▸ **Exercise goal**: From the items below, pull out each line that contains the string "dark". Treat uppercase and lowercase as different.

--- begin ---

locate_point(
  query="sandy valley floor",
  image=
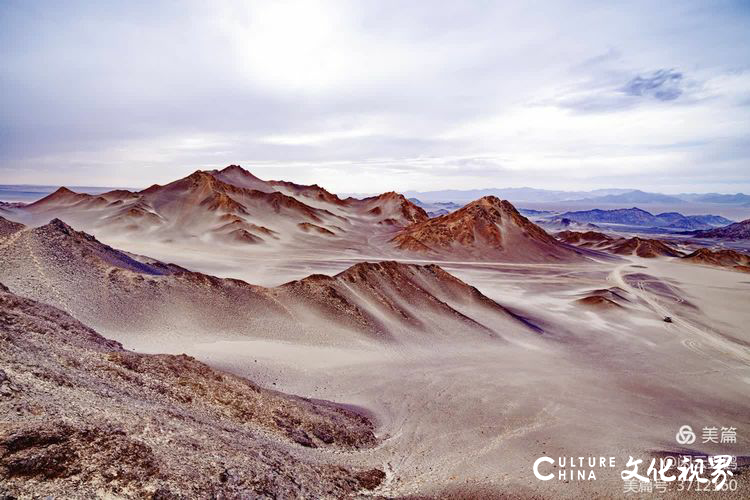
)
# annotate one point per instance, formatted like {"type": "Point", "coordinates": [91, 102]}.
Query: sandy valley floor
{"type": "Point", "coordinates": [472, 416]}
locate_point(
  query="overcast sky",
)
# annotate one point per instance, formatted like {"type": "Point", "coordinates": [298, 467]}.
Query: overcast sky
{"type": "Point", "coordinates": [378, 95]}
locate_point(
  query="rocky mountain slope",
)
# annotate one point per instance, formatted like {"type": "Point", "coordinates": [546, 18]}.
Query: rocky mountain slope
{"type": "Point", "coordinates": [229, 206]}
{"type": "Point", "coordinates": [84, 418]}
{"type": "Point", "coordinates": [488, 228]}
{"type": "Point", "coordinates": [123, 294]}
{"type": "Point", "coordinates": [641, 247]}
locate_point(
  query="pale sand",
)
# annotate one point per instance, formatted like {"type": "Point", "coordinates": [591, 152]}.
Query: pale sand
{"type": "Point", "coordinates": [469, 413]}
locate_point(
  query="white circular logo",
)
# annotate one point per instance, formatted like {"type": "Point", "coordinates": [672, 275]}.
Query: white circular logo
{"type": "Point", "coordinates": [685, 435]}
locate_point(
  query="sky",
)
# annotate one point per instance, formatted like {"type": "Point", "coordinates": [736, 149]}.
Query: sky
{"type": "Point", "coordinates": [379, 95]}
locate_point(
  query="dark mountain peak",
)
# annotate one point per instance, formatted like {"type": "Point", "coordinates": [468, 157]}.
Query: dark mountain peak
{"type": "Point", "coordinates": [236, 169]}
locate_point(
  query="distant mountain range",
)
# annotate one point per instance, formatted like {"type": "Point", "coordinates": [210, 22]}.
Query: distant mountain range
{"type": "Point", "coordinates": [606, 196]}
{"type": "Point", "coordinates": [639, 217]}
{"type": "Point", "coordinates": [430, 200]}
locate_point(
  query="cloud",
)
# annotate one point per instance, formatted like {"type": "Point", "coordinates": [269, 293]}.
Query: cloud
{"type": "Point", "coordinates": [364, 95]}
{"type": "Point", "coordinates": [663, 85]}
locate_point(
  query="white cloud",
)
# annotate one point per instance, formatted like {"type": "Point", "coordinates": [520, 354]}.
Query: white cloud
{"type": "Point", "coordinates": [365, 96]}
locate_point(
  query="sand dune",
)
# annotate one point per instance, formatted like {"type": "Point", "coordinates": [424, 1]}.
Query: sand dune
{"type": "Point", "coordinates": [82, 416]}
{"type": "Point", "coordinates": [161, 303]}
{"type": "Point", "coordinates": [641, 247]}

--- end ---

▸ **Task answer**:
  query="dark mountain peak",
Query: dark mountain peak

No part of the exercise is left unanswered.